Copy everything from the line containing "trace: coffee crema foam" down to the line containing "POLYGON ((19 411, 19" in the listing below, replacing "whole pixels" with "integer pixels" and leaving all else unchanged.

### SUPPLIED DATA
====
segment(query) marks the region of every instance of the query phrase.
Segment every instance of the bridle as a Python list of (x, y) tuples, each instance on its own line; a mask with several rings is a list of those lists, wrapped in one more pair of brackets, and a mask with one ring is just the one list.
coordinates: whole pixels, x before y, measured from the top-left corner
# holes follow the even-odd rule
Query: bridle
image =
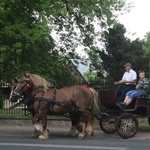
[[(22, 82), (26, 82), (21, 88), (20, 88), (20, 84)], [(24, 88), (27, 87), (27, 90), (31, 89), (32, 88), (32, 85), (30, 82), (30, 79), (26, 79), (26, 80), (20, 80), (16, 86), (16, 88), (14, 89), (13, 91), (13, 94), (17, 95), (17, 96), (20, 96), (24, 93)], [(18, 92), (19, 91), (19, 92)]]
====
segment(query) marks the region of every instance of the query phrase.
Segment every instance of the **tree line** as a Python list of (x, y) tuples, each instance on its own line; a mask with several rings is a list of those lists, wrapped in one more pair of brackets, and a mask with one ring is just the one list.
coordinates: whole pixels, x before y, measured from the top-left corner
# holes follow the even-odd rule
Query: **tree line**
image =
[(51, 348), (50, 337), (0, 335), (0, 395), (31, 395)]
====
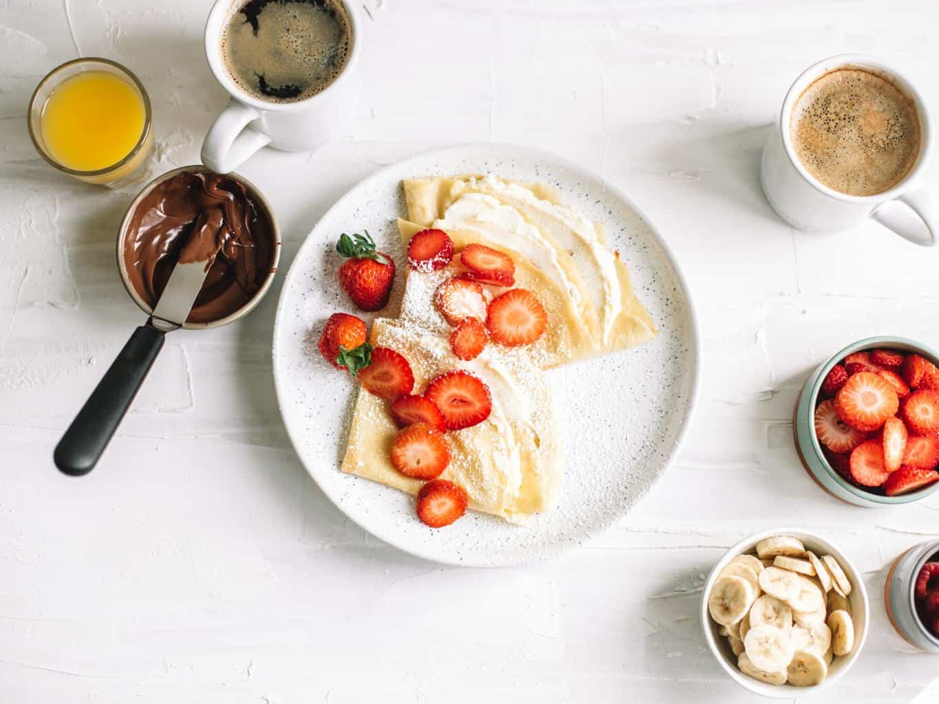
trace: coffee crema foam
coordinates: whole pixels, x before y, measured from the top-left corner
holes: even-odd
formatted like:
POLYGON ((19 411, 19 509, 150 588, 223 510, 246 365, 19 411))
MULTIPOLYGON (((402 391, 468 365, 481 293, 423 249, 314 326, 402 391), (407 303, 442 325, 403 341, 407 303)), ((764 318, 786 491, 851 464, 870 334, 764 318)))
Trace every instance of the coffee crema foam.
====
### WRITTEN ANSWER
trace: coffee crema foam
coordinates: integer pixels, x before y, measured from the top-left corner
holes: even-odd
formatted like:
POLYGON ((19 411, 19 509, 150 588, 223 510, 246 365, 19 411))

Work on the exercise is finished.